## To be done
- a) According to the passage on the European economy, when does Peter Gowan say the final implementation of the Euro will take place?
- b) Present the records as a Markdown table with the columns Row and Line, starting with the first line of the records and going on through the line with "202], [118, 525]]". Leave out blank lines.

## Supplied passage

## START

There can be twin collapses of Japan and USA, given their politico-economic interdependency, no? To what extent is the European economy dependent on the US being the consumer of last resort? Peter Gowan says that "The final implementation of the Euro in July 2002 will supply a very substantial shield for Western Europe, particularly when it is combined with an integrated deep and liquid EU financial system. The strength of this shield will be all the greater in that, despite all the talk of economic globalisation, the European economy is becoming an increasingly closed one, less and less reliant upon transatlantic trade" (@ <http://www.unl.ac.uk/ukrainecentre/WSS/ws-9.html>). Is the European economy really becoming "less and less reliant upon transatlantic trade"? If so, the euro can get stronger, but European economic growth is anemic, too.

## END

## Data for the task
## START

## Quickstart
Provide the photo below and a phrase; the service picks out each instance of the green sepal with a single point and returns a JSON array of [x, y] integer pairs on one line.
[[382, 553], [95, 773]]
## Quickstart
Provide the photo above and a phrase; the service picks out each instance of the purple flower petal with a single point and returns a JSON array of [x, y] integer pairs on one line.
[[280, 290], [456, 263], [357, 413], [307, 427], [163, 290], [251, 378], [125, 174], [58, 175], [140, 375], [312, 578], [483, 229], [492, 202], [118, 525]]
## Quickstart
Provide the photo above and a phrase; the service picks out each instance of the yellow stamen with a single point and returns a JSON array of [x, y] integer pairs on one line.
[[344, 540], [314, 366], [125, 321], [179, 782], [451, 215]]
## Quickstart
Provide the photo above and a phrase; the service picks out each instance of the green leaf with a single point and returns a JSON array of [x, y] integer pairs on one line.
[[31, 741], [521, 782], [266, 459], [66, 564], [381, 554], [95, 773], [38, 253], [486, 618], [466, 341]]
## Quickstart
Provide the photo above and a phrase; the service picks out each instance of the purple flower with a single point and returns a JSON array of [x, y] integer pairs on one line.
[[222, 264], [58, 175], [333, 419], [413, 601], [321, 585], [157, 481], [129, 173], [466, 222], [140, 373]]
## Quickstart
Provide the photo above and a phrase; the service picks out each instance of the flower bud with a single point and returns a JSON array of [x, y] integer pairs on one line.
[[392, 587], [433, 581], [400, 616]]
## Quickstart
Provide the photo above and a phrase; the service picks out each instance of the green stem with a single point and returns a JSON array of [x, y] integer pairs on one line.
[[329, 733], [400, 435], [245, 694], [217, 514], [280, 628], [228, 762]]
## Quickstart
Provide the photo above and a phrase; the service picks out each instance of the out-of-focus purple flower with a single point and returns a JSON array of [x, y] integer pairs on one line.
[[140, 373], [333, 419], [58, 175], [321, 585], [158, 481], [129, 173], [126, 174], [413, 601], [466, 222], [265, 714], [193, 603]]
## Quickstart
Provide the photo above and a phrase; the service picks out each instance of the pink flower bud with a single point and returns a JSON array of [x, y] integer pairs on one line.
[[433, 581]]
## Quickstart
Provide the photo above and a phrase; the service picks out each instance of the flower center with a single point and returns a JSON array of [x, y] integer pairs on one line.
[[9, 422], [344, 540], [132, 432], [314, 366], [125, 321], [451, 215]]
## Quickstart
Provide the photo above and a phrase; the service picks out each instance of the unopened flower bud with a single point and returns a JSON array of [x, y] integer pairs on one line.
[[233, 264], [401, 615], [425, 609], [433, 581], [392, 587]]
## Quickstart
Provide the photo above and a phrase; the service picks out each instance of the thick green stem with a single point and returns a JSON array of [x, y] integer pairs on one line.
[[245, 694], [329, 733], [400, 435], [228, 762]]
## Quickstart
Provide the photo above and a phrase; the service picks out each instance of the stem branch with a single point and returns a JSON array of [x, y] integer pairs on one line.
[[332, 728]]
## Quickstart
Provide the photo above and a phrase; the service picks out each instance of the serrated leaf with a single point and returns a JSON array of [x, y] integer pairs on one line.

## END

## Answers to the exercises
- a) July 2002

- b)
| Row | Line |
|---|---|
| 1 | ## Quickstart |
| 2 | Provide the photo below and a phrase; the service picks out each instance of the green sepal with a single point and returns a JSON array of [x, y] integer pairs on one line. |
| 3 | [[382, 553], [95, 773]] |
| 4 | ## Quickstart |
| 5 | Provide the photo above and a phrase; the service picks out each instance of the purple flower petal with a single point and returns a JSON array of [x, y] integer pairs on one line. |
| 6 | [[280, 290], [456, 263], [357, 413], [307, 427], [163, 290], [251, 378], [125, 174], [58, 175], [140, 375], [312, 578], [483, 229], [492, 202], [118, 525]] |